▸ **WHAT TO WORK ON**:
a – Answer these questions using the passage on patent alert services:
(i) What technology does it give as an example of a more cutting-edge interest?
(ii) How often must a search be updated to stay as current as possible?
(iii) Which bodies publish new patent applications every week?
b – Reproduce word for word the portion of the passage on patent alert services between "To stay as current" and "to the wayside.", inclusive.
c – For each statement, say whether it agrees with the passage on patent alert services. Answer yes or no, and quote the words from the passage that decide it.
(i) For an interest such as "Ox Shoe Making," a one and done search can keep a person current for a long time.
(ii) The passage describes keeping up with a weekly search as easy to sustain.
(iii) The passage says patents protect only products already on the market.

▸ **QUOTED TEXT**:
Accessing Patent Records

Scanning the Horizon – The Setup and Use of a Patent Alert Service

A Quick PAS Primer –

Patents play an important role in protecting products that are out in the marketplace, or are soon to be introduced. Keeping a watchful eye on the patent landscape can be an important task in a variety of business functions, including developing new technology, manufacturing a product line, considering new market opportunities, or performing due diligence for a potential startup or acquisition.

Doing a “one and done” patent search can get you up to speed on the patent landscape in any technology field. If your technology of interest is “Ox Shoe Making1,” then a one and done search will get you caught up today, and you’ll probably be current for quite a while.  On the other hand, if your interest is a little more cutting edge, say OLED displays, you need to be scanning the horizon constantly.  In the “hottest” technologies, the landscape likely changes far more frequently, as every week the USPTO, WIPO2,3, and the patent offices of foreign countries publish new patent applications and issue new patents.201604 LM crpd1

To stay as current as possible, a weekly update of your search is needed. But in today’s world of constant interruptions and competing priorities, diligently keeping up with any scheduled task takes discipline.  Sooner or later, higher priorities intervene, and the tedious task of slogging through your patent search every week (possibly at multiple websites) to get the latest results will most likely fall to the wayside.

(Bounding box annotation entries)
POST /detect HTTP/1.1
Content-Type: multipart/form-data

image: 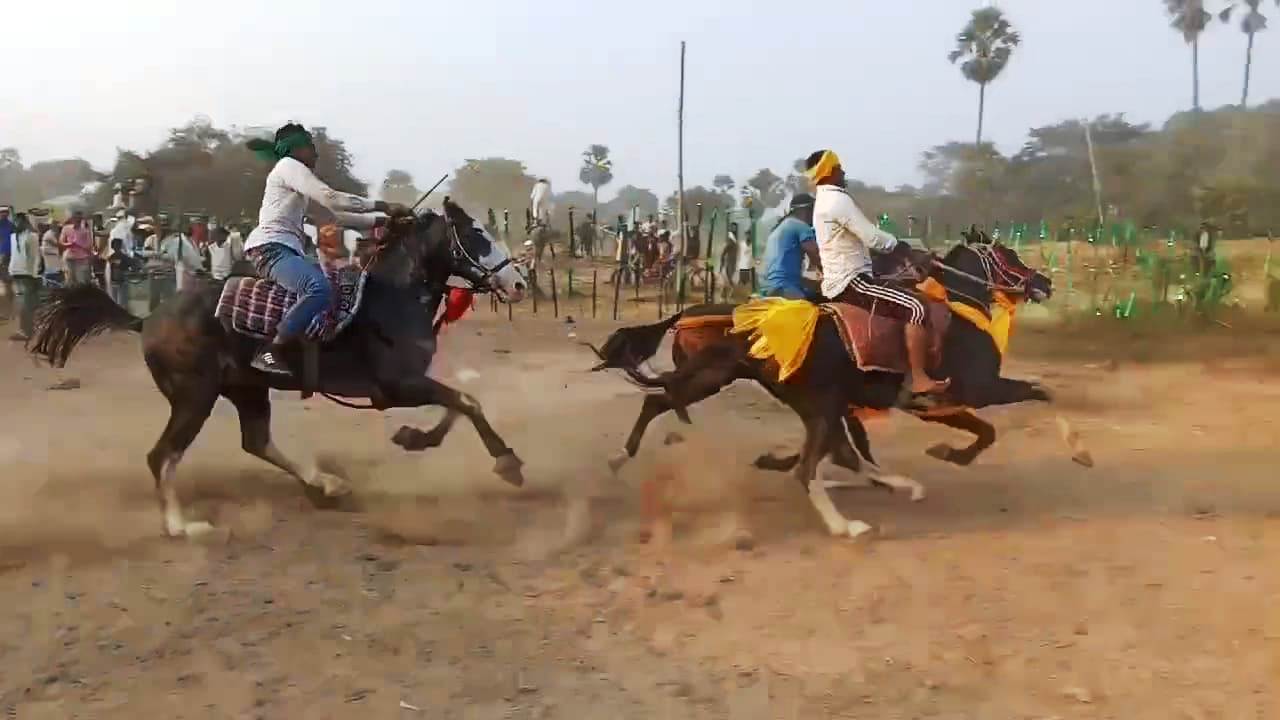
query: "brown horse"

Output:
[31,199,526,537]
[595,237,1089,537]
---
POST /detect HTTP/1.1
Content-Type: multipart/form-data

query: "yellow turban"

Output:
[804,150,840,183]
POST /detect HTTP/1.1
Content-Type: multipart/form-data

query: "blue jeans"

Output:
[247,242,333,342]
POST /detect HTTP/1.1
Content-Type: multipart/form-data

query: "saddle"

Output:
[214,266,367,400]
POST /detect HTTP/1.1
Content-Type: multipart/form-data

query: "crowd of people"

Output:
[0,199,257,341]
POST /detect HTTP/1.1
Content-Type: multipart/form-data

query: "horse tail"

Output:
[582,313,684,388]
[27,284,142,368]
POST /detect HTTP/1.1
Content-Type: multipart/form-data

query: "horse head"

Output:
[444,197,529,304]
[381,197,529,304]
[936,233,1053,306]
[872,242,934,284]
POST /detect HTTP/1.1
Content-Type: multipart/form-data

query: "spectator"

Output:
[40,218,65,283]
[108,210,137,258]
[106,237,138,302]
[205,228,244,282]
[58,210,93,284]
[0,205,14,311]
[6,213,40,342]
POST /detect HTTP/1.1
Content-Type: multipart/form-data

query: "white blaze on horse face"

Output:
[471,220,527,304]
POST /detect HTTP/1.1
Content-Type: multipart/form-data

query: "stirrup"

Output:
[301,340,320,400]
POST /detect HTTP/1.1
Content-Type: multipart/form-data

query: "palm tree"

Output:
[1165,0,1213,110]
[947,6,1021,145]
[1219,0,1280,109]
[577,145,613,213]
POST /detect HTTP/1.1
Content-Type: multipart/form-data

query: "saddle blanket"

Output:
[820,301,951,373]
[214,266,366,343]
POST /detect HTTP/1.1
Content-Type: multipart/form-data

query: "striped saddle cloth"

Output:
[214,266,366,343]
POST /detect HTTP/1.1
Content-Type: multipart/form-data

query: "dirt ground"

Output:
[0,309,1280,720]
==
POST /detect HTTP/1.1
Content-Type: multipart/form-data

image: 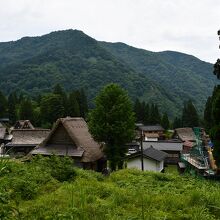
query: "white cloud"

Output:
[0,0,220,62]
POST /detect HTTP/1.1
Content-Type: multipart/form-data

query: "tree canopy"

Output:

▸ **ANSWERS GIVEN**:
a –
(i) OLED displays
(ii) Weekly
(iii) The USPTO, WIPO, and the patent offices of foreign countries

b –
To stay as current as possible, a weekly update of your search is needed. But in today’s world of constant interruptions and competing priorities, diligently keeping up with any scheduled task takes discipline.  Sooner or later, higher priorities intervene, and the tedious task of slogging through your patent search every week (possibly at multiple websites) to get the latest results will most likely fall to the wayside.

c –
(i) Yes: "then a one and done search will get you caught up today, and you’ll probably be current for quite a while."
(ii) No: "diligently keeping up with any scheduled task takes discipline."
(iii) No: "protecting products that are out in the marketplace, or are soon to be introduced."